Task to carry out: Copy out, without changes, everything in the listing below from the line containing "In the photo above, where can the white" down to the listing's final line, keeping both ends.

Working data:
○ ○ ○ ○ ○ ○ ○
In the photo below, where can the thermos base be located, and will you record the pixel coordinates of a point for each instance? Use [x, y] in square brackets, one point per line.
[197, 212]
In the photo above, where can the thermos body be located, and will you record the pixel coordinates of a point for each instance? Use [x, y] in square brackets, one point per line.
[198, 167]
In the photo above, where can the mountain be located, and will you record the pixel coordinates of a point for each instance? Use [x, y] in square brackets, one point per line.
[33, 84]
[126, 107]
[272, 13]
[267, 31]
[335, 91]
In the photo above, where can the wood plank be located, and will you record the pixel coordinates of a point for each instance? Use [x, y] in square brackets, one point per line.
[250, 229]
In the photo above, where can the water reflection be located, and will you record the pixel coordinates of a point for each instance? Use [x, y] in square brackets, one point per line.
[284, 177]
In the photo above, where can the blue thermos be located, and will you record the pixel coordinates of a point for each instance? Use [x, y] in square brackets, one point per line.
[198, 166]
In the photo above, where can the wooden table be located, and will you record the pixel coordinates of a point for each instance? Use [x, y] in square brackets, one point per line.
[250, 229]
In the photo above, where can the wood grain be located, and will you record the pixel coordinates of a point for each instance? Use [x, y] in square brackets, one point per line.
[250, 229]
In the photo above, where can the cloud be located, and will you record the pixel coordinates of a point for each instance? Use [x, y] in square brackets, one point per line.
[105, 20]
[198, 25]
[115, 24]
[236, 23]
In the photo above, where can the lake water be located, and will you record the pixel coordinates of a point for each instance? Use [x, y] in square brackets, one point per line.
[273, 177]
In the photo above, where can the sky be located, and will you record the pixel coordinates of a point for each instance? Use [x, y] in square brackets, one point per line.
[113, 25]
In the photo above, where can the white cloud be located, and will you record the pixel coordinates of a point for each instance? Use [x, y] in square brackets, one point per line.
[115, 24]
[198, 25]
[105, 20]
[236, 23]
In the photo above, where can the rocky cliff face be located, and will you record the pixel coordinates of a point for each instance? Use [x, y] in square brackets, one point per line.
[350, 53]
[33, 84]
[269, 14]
○ ○ ○ ○ ○ ○ ○
Completed task:
In the photo above, where can the white cloud be located, and will you record the pixel coordinates of a point for each instance? Use [x, y] in square brackets, one point per line.
[115, 24]
[198, 25]
[105, 20]
[236, 23]
In the photo above, where can the rocky cliff face be located, and will you record the pixel coordinates of a point for each instance? Use [x, y] in square brackets, one point per line.
[350, 53]
[33, 84]
[269, 14]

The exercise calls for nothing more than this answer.